--- What this task involves ---
Give again every line from the one with "Target: small round can" through the last line of the data, exactly, and leave out the lines before it.

○ ○ ○ ○ ○ ○ ○

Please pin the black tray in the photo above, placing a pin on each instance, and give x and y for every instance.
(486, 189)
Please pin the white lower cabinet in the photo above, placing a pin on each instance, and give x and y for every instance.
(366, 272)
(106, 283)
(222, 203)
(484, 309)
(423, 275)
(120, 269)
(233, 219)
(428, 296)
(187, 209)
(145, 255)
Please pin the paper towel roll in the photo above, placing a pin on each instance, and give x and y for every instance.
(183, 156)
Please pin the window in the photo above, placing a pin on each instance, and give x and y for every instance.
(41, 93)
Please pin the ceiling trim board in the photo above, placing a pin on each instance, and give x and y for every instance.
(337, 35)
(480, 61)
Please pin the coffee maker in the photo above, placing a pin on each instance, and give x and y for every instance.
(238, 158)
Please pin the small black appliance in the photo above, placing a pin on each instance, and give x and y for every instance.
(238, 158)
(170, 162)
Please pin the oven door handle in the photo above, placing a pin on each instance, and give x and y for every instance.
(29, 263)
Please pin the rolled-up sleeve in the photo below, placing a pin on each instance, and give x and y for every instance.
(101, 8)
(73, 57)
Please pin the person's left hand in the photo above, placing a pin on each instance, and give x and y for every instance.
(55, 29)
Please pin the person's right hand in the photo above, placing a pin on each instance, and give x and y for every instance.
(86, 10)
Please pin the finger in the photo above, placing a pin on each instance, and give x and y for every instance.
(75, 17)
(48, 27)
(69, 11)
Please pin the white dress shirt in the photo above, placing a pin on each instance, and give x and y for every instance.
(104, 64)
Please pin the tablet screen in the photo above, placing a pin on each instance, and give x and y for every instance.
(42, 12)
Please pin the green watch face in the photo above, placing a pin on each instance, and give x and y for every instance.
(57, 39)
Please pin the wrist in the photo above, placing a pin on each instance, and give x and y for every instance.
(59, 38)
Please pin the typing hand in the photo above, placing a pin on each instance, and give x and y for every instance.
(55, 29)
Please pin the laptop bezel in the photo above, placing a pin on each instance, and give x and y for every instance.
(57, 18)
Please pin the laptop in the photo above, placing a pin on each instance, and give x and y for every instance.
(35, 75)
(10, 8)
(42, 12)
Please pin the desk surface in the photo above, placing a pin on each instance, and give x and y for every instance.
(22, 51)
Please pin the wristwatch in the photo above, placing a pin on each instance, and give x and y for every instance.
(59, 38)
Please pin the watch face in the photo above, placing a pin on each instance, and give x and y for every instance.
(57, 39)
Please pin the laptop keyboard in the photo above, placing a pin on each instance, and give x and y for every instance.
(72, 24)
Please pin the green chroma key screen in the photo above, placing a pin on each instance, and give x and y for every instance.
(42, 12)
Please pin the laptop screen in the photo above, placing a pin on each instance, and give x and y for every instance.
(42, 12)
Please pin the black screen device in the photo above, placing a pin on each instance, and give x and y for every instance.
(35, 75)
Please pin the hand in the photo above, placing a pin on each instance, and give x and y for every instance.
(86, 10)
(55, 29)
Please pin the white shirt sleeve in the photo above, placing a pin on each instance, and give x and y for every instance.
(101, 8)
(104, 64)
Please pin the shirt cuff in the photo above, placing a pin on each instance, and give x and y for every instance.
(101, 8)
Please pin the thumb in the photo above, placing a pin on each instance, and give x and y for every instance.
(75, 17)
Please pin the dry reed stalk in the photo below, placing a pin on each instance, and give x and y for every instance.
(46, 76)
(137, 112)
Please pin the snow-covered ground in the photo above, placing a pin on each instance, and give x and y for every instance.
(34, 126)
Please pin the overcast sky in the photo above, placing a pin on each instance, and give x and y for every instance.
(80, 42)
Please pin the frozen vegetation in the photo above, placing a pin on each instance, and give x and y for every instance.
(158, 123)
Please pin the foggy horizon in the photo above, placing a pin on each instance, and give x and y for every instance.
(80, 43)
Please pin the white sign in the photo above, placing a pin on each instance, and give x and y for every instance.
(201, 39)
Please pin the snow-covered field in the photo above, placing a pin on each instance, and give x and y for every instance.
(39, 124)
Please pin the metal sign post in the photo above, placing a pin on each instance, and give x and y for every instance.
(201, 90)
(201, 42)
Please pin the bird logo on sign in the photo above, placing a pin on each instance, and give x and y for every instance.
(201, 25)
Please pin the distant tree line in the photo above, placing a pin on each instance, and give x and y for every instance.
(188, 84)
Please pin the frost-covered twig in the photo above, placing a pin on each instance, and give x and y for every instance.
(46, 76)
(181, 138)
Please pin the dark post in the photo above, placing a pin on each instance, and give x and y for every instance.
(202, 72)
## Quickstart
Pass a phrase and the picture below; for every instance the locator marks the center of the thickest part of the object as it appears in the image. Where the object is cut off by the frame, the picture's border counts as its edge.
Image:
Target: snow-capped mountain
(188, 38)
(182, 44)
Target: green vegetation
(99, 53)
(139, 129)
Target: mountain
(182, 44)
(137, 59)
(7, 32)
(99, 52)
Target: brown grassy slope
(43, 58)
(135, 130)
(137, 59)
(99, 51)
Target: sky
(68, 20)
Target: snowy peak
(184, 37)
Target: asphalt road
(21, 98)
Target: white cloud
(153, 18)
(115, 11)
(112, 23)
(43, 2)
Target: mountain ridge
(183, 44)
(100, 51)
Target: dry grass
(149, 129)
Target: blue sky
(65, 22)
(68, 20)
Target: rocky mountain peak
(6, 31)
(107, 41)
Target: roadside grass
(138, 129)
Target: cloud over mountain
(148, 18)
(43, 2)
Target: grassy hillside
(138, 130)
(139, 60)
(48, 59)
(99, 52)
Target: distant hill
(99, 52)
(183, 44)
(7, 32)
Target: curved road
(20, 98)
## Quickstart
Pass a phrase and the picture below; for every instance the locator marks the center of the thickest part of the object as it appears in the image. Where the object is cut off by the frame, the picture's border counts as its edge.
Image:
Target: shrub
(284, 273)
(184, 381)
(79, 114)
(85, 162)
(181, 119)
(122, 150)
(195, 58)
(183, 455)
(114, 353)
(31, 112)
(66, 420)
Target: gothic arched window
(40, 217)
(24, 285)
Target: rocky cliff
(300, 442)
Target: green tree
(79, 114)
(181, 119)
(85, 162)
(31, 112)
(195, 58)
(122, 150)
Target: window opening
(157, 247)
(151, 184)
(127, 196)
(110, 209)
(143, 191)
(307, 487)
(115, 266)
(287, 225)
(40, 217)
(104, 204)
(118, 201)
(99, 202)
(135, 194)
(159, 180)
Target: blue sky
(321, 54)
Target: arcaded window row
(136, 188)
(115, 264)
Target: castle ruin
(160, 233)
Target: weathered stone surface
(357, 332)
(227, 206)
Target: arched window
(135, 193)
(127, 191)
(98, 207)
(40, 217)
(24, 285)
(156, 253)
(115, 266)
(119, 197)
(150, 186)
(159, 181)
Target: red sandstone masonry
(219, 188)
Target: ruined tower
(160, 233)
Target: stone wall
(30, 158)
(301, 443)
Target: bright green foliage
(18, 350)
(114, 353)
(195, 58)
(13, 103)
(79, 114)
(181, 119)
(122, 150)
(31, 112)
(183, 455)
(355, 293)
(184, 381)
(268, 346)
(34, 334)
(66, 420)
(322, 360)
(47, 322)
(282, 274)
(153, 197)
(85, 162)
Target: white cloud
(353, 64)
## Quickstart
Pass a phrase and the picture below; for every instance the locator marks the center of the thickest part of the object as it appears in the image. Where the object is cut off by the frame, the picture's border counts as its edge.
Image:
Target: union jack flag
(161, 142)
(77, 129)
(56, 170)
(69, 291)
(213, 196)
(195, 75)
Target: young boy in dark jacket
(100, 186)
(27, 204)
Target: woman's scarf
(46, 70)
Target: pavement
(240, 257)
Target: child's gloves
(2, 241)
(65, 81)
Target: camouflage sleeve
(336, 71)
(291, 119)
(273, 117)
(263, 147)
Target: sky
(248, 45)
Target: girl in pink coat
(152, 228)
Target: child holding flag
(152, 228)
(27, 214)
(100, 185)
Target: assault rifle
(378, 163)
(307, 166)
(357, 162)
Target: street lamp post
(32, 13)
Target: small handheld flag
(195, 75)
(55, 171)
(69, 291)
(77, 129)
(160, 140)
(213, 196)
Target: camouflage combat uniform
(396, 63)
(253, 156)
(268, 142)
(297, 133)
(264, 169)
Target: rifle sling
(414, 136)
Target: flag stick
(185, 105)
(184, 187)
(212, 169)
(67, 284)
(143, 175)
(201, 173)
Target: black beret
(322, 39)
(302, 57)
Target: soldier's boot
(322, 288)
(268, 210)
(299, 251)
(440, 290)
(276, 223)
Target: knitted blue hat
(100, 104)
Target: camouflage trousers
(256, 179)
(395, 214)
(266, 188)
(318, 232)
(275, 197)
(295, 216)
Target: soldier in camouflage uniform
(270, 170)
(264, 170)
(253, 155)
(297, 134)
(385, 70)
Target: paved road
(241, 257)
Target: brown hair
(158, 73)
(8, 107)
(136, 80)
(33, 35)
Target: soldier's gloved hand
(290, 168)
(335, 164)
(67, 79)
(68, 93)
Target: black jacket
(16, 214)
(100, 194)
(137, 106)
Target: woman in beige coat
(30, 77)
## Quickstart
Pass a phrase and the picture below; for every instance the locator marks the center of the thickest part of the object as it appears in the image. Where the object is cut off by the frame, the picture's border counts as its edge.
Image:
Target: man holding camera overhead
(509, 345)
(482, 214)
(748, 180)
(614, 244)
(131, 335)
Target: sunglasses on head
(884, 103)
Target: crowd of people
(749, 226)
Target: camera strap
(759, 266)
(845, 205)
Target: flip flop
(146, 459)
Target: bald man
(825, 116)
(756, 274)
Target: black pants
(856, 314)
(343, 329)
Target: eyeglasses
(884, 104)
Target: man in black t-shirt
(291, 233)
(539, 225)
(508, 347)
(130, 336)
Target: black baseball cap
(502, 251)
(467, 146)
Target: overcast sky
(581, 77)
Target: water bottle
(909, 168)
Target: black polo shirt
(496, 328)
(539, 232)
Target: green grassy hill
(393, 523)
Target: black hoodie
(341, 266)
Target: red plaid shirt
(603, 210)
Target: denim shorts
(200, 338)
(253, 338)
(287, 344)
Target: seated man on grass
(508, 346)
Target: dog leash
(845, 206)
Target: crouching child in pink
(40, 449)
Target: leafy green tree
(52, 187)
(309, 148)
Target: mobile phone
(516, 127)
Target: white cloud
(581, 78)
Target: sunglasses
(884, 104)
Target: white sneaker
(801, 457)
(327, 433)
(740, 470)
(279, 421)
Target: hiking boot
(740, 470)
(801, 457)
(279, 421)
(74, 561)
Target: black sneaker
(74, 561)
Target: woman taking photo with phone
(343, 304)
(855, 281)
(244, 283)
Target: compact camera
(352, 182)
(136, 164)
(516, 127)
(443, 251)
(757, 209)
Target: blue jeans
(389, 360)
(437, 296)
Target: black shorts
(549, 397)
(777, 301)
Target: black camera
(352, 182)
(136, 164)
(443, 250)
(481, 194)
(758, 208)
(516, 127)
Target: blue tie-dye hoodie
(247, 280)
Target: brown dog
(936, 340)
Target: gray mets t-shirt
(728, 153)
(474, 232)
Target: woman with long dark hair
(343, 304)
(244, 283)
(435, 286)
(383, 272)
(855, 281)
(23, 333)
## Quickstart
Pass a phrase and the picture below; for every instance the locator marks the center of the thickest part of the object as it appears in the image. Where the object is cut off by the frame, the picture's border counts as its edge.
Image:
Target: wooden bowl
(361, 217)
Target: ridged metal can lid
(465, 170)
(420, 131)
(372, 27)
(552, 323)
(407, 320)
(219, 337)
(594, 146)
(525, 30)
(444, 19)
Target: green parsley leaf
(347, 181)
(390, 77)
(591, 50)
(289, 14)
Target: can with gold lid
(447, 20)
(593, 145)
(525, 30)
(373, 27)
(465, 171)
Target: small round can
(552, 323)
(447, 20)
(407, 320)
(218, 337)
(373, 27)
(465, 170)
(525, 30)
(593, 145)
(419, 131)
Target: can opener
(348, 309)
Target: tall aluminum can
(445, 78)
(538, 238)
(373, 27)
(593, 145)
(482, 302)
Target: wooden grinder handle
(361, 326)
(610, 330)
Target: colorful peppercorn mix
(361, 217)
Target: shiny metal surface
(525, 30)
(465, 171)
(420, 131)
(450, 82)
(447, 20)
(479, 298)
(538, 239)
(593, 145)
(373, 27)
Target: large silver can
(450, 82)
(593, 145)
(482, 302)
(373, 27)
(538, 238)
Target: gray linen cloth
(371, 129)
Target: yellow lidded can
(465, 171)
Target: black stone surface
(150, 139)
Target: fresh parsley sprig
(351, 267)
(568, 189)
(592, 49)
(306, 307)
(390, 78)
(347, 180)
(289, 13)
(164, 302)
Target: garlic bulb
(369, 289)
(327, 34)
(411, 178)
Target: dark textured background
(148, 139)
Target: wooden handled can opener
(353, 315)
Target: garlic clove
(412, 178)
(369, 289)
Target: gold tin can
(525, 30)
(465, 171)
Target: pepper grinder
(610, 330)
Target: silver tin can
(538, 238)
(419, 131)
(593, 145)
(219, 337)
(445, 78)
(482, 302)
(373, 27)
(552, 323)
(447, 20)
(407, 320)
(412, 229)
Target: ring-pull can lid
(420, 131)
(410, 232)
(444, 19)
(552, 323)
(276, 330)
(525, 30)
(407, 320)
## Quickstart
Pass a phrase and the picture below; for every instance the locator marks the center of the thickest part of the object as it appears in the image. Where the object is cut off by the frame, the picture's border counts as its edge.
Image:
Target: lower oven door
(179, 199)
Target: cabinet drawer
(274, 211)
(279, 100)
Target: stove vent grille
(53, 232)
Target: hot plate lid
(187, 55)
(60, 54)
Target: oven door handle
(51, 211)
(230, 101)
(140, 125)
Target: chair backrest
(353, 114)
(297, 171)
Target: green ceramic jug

○ ○ ○ ○ ○ ○ ○

--- Written response ---
Target: small round can
(552, 323)
(447, 20)
(407, 320)
(218, 337)
(373, 27)
(465, 170)
(525, 30)
(593, 145)
(419, 131)
Target: can opener
(348, 309)
Target: tall aluminum can
(445, 78)
(538, 238)
(373, 27)
(593, 145)
(482, 302)
Target: wooden grinder handle
(361, 326)
(610, 330)
Target: colorful peppercorn mix
(361, 217)
Target: shiny metal surface
(525, 30)
(465, 171)
(420, 131)
(450, 82)
(447, 20)
(479, 298)
(538, 239)
(593, 145)
(373, 27)
Target: large silver can
(450, 82)
(593, 145)
(482, 302)
(373, 27)
(538, 238)
Target: gray linen cloth
(371, 129)
Target: yellow lidded can
(465, 171)
Target: black stone surface
(150, 139)
Target: fresh parsley sprig
(351, 267)
(568, 189)
(592, 49)
(306, 307)
(390, 78)
(347, 180)
(289, 13)
(164, 302)
Target: garlic bulb
(369, 289)
(327, 34)
(411, 178)
Target: dark textured background
(148, 139)
Target: wooden handled can opener
(353, 315)
Target: garlic clove
(412, 178)
(369, 289)
Target: gold tin can
(525, 30)
(465, 171)
Target: pepper grinder
(610, 330)
Target: silver tin can
(538, 238)
(419, 131)
(593, 145)
(219, 337)
(445, 78)
(482, 302)
(373, 27)
(552, 323)
(447, 20)
(407, 320)
(412, 229)
Target: ring-pull can lid
(420, 131)
(410, 232)
(444, 19)
(552, 323)
(276, 330)
(525, 30)
(407, 320)
## Quickstart
Pass a phrase and the picture below; for every instance the locator marks the center of the thickest part of the object as it appears in the image. Where the object is cut off by the frame, the picture's border counts as its edge.
Image:
Target: lower oven door
(179, 199)
Target: cabinet drawer
(274, 211)
(279, 100)
Target: stove vent grille
(53, 232)
Target: hot plate lid
(187, 55)
(60, 54)
Target: oven door handle
(51, 211)
(230, 101)
(140, 125)
Target: chair backrest
(353, 114)
(297, 171)
Target: green ceramic jug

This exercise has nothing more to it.